Transcribe the tail of the listing: start at the line containing "of the baseboard" and stop after the last line, keeping every character as is and adding nothing.

Dataset items

===

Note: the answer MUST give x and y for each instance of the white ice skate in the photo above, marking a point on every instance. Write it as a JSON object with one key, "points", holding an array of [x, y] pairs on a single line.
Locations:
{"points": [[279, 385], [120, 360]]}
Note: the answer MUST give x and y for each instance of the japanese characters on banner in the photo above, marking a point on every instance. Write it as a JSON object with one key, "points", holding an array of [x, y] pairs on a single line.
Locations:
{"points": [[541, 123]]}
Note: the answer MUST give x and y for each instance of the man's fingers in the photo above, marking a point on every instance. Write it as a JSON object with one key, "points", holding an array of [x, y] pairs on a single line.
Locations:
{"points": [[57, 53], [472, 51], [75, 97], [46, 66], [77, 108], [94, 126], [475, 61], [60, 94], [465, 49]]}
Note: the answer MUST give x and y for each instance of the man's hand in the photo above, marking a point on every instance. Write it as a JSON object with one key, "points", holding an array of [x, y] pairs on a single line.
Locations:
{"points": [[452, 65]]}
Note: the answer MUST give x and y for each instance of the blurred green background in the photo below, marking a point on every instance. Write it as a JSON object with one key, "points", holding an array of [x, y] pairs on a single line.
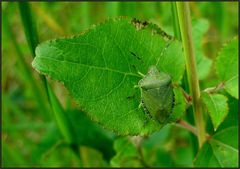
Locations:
{"points": [[29, 134]]}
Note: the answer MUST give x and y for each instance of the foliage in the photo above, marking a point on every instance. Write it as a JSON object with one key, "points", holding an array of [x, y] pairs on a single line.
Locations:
{"points": [[92, 117]]}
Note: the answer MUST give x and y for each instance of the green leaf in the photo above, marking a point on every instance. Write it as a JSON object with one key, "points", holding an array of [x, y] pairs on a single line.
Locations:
{"points": [[217, 107], [220, 151], [199, 28], [127, 154], [227, 67], [100, 69]]}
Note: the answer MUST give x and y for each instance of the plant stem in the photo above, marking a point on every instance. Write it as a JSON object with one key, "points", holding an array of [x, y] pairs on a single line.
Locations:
{"points": [[189, 127], [26, 70], [62, 121], [186, 32], [176, 26]]}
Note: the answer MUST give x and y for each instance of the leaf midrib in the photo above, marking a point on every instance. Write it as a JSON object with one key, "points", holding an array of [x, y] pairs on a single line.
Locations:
{"points": [[95, 67]]}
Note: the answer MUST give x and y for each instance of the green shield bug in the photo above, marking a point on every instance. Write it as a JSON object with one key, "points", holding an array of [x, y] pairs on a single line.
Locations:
{"points": [[157, 94]]}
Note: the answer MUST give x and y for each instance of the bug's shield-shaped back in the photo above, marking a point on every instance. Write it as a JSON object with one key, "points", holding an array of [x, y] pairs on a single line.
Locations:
{"points": [[157, 94]]}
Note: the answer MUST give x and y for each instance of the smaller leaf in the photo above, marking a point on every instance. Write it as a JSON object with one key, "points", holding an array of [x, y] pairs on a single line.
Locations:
{"points": [[220, 151], [227, 67], [217, 107]]}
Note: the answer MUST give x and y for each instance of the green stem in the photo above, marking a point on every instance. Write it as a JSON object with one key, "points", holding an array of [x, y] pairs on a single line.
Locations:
{"points": [[61, 119], [176, 26], [26, 70], [186, 32]]}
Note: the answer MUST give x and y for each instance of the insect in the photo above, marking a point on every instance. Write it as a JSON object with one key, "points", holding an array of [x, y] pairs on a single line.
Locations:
{"points": [[157, 94]]}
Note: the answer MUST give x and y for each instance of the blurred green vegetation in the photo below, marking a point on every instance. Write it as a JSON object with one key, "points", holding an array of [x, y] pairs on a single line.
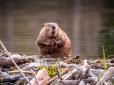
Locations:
{"points": [[108, 27]]}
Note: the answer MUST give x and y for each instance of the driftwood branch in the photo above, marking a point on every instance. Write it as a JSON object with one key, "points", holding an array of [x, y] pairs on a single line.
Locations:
{"points": [[107, 75], [9, 54]]}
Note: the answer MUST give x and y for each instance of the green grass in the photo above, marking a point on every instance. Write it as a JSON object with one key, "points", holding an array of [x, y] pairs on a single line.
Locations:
{"points": [[104, 59]]}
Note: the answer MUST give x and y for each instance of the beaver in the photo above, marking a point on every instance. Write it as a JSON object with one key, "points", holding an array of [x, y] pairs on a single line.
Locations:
{"points": [[53, 41]]}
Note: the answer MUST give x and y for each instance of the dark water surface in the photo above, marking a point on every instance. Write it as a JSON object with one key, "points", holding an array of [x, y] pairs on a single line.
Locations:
{"points": [[21, 21]]}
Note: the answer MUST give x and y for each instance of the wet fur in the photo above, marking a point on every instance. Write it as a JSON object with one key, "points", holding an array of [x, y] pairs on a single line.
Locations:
{"points": [[57, 45]]}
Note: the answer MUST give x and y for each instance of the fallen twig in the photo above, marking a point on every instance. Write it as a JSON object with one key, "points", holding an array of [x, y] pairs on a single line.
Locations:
{"points": [[9, 54]]}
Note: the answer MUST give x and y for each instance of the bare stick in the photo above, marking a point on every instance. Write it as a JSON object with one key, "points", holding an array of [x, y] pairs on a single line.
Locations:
{"points": [[9, 54], [107, 75]]}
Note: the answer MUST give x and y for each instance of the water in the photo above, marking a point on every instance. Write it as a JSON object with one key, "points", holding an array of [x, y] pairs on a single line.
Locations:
{"points": [[21, 21]]}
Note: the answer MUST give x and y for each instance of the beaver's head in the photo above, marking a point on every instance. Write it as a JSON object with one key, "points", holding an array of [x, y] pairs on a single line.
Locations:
{"points": [[51, 29]]}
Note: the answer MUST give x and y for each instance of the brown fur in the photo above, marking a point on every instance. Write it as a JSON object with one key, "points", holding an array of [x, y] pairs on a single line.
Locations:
{"points": [[53, 42]]}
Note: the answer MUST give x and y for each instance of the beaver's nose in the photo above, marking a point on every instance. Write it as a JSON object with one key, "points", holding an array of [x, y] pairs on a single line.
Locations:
{"points": [[53, 27]]}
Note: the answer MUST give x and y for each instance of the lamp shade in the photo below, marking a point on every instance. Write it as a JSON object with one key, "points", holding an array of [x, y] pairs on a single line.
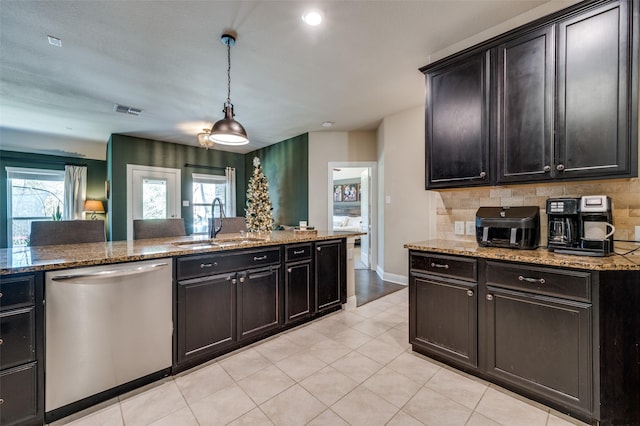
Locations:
{"points": [[228, 131], [94, 206]]}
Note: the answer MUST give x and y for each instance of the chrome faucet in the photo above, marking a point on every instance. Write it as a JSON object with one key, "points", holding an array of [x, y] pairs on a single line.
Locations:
{"points": [[213, 231]]}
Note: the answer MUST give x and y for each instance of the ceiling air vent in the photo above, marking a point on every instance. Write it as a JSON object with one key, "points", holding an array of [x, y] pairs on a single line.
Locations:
{"points": [[127, 110]]}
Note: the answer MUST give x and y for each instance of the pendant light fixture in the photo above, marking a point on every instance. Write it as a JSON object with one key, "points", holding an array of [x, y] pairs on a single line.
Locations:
{"points": [[228, 131]]}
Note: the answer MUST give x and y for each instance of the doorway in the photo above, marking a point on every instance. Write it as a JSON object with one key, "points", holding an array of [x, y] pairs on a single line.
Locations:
{"points": [[352, 189], [153, 193]]}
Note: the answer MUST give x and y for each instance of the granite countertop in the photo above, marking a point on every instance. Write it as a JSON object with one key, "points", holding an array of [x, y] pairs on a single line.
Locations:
{"points": [[43, 258], [540, 256]]}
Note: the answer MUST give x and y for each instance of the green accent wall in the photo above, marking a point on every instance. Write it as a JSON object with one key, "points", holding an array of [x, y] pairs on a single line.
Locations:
{"points": [[96, 175], [286, 166], [123, 150]]}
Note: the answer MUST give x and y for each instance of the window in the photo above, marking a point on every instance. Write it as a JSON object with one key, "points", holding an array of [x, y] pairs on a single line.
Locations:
{"points": [[205, 189], [154, 198], [34, 194]]}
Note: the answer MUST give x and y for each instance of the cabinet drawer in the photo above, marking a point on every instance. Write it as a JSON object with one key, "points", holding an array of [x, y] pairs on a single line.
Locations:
{"points": [[197, 266], [17, 337], [298, 252], [450, 266], [568, 284], [16, 292], [19, 395]]}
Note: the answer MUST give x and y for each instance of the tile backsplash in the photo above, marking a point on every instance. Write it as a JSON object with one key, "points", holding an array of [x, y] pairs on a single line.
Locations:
{"points": [[461, 204]]}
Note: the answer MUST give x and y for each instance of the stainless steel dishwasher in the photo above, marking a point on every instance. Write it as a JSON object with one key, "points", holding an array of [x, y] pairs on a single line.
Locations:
{"points": [[105, 326]]}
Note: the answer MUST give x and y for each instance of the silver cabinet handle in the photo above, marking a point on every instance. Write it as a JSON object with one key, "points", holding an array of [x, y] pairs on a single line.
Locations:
{"points": [[531, 280], [110, 273], [438, 265]]}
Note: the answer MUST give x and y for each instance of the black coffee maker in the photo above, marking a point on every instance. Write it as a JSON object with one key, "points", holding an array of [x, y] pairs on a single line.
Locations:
{"points": [[563, 224]]}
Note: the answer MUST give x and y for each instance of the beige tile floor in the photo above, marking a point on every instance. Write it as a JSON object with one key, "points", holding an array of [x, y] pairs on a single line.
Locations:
{"points": [[353, 367]]}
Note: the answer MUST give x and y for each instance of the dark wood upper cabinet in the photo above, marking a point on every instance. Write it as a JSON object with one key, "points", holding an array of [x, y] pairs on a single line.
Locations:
{"points": [[525, 89], [457, 134], [594, 102], [558, 101]]}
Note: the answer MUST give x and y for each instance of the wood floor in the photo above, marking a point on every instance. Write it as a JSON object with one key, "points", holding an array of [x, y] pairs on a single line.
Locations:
{"points": [[369, 286]]}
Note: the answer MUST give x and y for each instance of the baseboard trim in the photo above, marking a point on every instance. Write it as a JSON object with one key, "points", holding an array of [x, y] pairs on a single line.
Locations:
{"points": [[392, 278]]}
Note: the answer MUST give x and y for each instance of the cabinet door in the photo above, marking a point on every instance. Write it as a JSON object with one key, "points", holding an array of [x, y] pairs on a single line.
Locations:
{"points": [[297, 291], [19, 396], [17, 337], [525, 79], [330, 276], [258, 301], [594, 95], [443, 318], [206, 315], [541, 344], [457, 134]]}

===

# Problem solution
Note: the answer MUST give x and y for each instance of the baseboard trim in the photo above, marking a point on every instance. Write it as a JSON object with one key, "points", holding an array of [x, y] pairs on a single line.
Locations:
{"points": [[392, 278]]}
Note: the answer MUST give x and y for each instance of the cabinet door in the photo above, marking a point on every instance. Write it as a JSON object with one key, "points", holding an array of [x, y] pairs on a single line.
Locations:
{"points": [[297, 291], [19, 396], [17, 337], [525, 79], [330, 276], [258, 301], [594, 95], [443, 318], [206, 315], [541, 344], [457, 134]]}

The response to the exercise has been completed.